• **Exercise**
What is needed is a verbatim copy of all the records.

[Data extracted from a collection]
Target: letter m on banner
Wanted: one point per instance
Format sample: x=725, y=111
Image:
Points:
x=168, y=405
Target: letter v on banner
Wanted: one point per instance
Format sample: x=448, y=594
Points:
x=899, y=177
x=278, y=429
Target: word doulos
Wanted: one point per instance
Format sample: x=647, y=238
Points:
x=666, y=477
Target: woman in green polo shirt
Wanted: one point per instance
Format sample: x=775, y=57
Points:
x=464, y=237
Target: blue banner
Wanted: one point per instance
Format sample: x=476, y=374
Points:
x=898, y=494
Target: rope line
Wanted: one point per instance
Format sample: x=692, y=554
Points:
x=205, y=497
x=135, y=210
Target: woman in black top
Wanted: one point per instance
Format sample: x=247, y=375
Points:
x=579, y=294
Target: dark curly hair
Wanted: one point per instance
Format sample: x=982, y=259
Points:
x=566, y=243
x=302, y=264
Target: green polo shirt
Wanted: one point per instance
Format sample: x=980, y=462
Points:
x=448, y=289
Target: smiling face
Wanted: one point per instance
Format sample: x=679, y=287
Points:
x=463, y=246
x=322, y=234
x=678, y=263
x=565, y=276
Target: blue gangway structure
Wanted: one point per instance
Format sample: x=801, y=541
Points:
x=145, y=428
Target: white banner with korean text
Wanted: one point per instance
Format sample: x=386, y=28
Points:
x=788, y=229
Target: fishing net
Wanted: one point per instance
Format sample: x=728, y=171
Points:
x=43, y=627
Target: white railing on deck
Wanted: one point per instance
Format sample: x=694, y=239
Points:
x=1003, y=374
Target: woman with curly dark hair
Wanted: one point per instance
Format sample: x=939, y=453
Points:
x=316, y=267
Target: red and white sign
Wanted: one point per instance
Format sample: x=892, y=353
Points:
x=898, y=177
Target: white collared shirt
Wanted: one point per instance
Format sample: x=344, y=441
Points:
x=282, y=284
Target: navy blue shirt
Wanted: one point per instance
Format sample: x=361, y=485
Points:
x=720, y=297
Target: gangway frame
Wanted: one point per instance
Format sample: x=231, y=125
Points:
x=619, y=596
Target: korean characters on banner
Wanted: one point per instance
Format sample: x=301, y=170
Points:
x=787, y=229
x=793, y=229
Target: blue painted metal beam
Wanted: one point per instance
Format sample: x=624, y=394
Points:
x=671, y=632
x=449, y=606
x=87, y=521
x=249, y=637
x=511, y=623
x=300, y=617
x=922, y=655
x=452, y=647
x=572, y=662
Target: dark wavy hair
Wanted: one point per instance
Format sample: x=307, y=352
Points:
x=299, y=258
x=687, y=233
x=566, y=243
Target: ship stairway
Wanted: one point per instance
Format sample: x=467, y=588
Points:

• **Result of this task**
Target: letter m on banner
Wanted: one point per instance
Format sample: x=725, y=111
Image:
Points:
x=168, y=405
Target: letter v on banner
Wanted: one point per instance
Format sample: x=448, y=594
Points:
x=899, y=177
x=278, y=429
Target: word doulos
Wanted: one point per instance
Format sample: x=647, y=238
Points:
x=666, y=477
Target: woman in green polo shirt
Wanted: one point per instance
Format sample: x=775, y=57
Points:
x=464, y=237
Target: blue banner
Wanted: one point per instance
Format sample: x=476, y=374
Points:
x=898, y=494
Target: rope line
Wanted: one point per instance
Format sample: x=692, y=554
Points:
x=205, y=497
x=135, y=210
Target: woman in black top
Wanted: one point per instance
Format sample: x=247, y=375
Points:
x=579, y=294
Target: dark curly hair
Wanted: one point per instance
Format sample: x=982, y=259
Points:
x=566, y=243
x=302, y=264
Target: green polo shirt
Wanted: one point per instance
Format sample: x=980, y=462
Points:
x=448, y=289
Target: smiling face
Wanted: one point per instance
Format sample: x=679, y=287
Points:
x=463, y=246
x=322, y=234
x=678, y=263
x=565, y=276
Target: blue gangway structure
Wanted: one point per instance
Format sample: x=801, y=541
Points:
x=145, y=428
Target: white banner with korean text
Wanted: one point per instance
Format sample: x=386, y=28
Points:
x=788, y=229
Target: fishing net
Wanted: one point per instance
Format sample: x=728, y=171
Points:
x=43, y=627
Target: white railing on deck
Wanted: one point per instance
Format sample: x=694, y=239
Points:
x=1003, y=374
Target: woman with curly dark hair
Wanted: one point per instance
Format sample: x=939, y=453
Points:
x=316, y=267
Target: red and white sign
Wanted: one point per instance
Format sample: x=892, y=353
Points:
x=898, y=177
Target: white collared shirt
Wanted: one point per instance
Format sample: x=344, y=441
Points:
x=282, y=284
Target: navy blue shirt
Wanted: one point per instance
Format sample: x=361, y=485
Points:
x=720, y=297
Target: gangway frame
Wanted: one point per instance
Format sample: x=231, y=125
Points:
x=619, y=596
Target: korean characters on banner
Wanted: one point per instance
Format sample: x=301, y=170
Points:
x=787, y=229
x=793, y=229
Target: blue painted metal beam
Wanted: one point per instance
Format sample: x=624, y=394
Points:
x=671, y=632
x=449, y=606
x=87, y=521
x=249, y=637
x=511, y=623
x=300, y=617
x=922, y=655
x=452, y=647
x=572, y=662
Target: dark wavy hair
Wanted: one point per instance
Format sample: x=307, y=352
Points:
x=299, y=258
x=687, y=233
x=566, y=243
Target: ship stairway
Wanted: one point per instance
Format sample: x=467, y=588
Points:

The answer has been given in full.